Which lines in the listing below contain the string "background"? Gather and copy each of them.

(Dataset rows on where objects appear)
------------------------------------------------------------------------
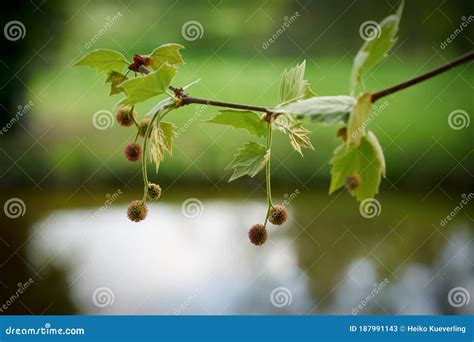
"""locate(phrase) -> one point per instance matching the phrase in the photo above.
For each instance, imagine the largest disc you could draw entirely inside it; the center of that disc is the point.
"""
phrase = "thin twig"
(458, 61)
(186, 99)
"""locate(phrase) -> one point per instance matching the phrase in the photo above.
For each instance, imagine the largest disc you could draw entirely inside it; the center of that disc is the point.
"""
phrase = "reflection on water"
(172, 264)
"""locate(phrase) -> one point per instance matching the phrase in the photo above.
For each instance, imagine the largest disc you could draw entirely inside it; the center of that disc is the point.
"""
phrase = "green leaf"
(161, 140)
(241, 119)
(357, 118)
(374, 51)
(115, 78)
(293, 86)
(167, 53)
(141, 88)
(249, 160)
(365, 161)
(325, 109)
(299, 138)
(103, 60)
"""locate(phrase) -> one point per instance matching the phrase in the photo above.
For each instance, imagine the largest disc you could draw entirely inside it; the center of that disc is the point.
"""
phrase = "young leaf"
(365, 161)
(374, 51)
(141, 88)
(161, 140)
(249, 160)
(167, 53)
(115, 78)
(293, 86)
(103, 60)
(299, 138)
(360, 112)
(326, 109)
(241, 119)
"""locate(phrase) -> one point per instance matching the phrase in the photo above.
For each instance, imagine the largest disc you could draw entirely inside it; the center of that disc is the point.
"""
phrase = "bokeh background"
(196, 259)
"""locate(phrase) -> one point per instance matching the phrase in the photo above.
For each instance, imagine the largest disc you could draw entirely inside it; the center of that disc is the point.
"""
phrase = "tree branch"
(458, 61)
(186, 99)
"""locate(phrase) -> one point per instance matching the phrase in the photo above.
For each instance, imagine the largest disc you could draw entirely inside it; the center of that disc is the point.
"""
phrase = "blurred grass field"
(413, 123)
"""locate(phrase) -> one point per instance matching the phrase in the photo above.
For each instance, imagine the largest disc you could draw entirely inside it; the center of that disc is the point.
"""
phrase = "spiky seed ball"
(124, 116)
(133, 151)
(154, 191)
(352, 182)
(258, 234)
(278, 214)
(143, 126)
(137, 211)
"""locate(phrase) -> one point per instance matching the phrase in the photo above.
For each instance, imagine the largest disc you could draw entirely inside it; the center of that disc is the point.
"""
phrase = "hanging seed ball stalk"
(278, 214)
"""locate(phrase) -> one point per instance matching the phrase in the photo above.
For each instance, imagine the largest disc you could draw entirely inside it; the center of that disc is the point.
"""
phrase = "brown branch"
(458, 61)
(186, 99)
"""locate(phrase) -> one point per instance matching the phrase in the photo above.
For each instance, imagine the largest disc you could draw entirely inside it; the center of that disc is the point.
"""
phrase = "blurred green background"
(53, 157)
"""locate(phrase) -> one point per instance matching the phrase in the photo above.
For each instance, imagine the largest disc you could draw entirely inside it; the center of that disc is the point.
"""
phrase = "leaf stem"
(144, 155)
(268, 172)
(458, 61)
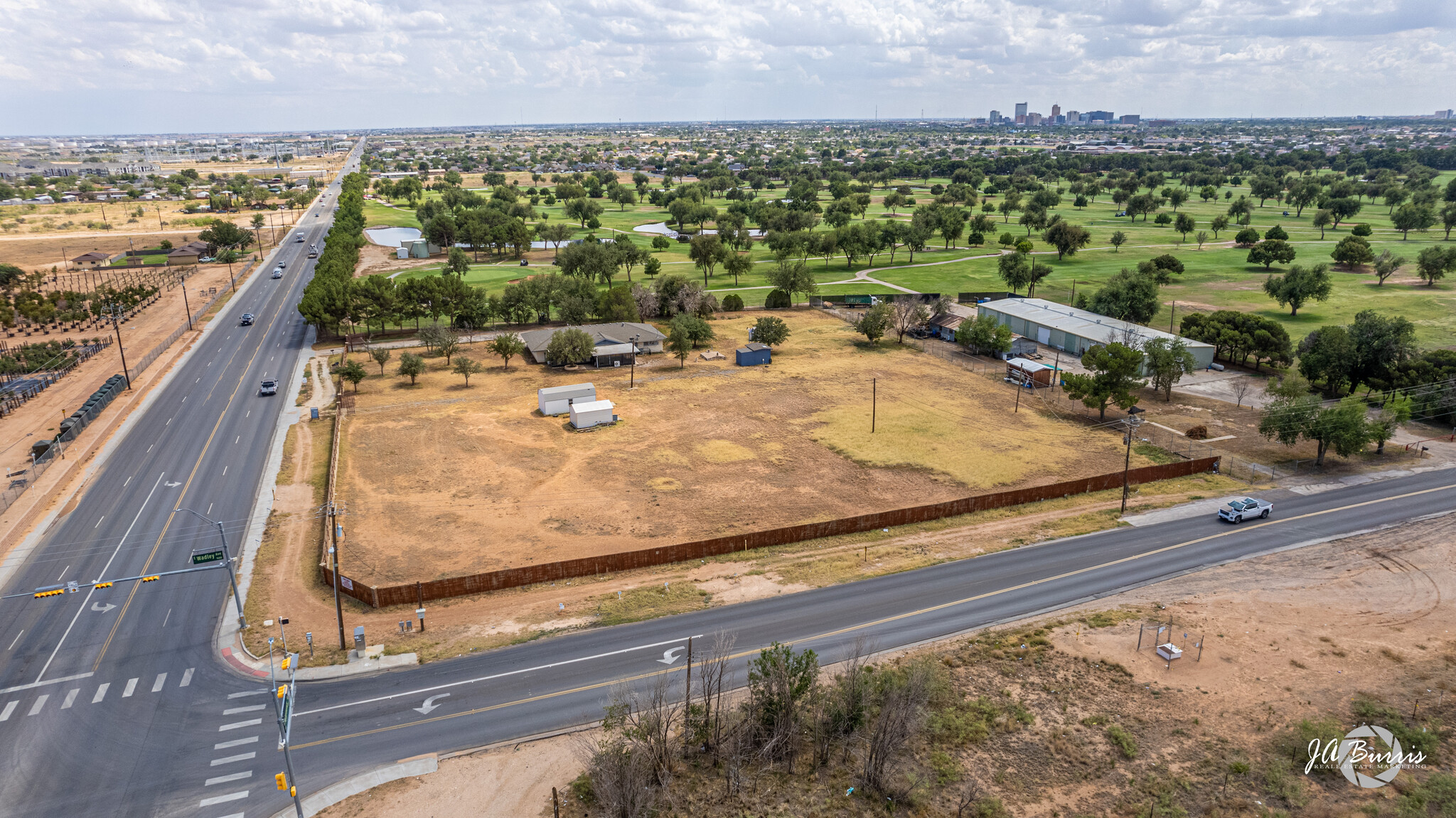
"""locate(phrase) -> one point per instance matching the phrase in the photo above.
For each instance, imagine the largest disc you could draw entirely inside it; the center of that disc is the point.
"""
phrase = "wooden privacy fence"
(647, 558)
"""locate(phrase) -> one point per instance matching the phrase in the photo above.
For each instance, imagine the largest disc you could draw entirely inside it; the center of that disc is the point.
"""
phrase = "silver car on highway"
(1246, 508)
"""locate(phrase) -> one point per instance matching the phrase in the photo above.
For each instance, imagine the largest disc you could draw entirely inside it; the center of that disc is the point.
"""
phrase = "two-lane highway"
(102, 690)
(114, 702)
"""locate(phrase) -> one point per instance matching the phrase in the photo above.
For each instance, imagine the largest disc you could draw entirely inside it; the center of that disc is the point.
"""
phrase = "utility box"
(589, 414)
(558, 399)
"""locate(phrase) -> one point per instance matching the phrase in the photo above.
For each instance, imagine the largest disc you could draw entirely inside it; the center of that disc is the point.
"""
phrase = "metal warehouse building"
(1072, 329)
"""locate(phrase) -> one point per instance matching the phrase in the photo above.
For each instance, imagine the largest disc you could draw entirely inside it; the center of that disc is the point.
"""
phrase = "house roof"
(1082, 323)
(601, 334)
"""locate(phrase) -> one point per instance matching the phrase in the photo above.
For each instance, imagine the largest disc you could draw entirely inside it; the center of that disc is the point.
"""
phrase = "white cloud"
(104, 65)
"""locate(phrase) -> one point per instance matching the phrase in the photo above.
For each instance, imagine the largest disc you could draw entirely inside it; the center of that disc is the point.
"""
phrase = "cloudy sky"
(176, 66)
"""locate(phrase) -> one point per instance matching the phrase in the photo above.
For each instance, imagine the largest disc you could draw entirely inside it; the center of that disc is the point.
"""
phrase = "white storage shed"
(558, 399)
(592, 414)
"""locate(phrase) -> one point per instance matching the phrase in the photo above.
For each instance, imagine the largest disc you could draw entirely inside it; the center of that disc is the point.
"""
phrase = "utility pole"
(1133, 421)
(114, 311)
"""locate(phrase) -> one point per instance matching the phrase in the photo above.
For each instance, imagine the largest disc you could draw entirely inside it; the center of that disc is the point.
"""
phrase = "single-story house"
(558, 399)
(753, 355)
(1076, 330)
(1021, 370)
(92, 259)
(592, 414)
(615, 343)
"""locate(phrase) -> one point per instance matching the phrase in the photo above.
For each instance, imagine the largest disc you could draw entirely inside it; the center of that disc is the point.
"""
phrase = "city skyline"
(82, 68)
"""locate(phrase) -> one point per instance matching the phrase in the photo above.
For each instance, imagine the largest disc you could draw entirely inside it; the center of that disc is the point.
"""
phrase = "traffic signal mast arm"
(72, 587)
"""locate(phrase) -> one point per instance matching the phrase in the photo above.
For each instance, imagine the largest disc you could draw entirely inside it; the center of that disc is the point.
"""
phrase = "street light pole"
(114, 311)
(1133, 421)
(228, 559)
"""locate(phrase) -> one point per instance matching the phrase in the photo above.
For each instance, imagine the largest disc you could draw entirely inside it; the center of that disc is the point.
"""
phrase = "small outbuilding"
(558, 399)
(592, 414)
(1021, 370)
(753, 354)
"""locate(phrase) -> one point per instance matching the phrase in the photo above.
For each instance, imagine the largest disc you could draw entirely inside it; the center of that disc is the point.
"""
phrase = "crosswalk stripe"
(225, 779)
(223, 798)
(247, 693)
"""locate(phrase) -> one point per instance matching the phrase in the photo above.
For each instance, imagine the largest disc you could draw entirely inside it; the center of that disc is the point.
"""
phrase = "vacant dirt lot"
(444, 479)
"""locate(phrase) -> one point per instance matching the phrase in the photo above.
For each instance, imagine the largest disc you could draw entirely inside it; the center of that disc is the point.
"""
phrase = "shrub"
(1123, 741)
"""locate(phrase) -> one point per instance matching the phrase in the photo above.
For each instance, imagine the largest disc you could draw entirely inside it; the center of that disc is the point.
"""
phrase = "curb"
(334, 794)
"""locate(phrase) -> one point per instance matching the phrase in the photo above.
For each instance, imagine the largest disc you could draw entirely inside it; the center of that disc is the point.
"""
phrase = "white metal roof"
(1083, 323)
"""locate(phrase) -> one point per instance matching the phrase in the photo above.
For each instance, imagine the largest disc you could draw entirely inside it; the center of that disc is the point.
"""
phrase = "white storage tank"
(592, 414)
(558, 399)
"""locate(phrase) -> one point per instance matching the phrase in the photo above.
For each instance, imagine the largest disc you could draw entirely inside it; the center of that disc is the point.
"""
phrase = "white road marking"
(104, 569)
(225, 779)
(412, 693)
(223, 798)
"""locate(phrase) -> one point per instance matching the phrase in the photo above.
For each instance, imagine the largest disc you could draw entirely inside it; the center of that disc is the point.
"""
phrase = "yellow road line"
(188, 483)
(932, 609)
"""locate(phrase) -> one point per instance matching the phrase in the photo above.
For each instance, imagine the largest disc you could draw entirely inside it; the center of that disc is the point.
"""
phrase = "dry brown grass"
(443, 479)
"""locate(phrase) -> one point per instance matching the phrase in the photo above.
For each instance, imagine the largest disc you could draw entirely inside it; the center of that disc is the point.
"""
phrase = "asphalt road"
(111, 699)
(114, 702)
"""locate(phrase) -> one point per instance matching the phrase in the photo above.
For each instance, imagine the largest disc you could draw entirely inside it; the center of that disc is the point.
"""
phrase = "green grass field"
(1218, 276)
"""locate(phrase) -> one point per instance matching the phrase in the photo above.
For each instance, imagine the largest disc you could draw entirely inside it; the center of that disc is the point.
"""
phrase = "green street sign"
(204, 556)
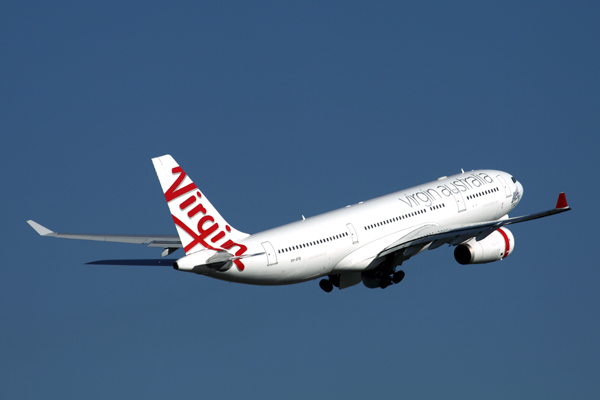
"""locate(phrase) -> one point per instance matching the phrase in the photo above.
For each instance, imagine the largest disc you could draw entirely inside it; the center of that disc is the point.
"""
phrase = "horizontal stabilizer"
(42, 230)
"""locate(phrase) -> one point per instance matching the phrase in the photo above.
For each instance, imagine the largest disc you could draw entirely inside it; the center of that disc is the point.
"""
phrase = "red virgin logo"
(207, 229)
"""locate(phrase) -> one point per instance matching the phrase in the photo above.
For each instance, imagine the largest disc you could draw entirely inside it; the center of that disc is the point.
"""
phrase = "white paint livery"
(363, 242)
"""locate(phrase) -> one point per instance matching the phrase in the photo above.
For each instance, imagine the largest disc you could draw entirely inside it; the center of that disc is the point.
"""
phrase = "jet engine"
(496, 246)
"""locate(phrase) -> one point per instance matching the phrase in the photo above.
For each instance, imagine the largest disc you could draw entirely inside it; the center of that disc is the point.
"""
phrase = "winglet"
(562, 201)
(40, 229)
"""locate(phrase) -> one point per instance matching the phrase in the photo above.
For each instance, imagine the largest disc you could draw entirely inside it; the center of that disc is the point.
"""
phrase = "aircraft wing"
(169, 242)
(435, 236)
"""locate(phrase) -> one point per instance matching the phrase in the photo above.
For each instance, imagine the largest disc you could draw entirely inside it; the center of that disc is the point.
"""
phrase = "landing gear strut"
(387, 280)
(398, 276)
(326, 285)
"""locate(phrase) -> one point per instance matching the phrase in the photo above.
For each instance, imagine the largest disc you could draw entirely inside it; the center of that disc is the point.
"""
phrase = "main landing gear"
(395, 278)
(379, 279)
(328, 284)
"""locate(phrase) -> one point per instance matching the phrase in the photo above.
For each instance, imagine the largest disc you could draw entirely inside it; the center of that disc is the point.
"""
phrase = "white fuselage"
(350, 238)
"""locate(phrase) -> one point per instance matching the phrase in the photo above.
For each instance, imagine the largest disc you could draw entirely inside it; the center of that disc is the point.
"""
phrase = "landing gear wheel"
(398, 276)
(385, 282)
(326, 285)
------------------------------------------------------------------------
• [Response below]:
phrase = "bokeh background"
phrase = "blurred green background"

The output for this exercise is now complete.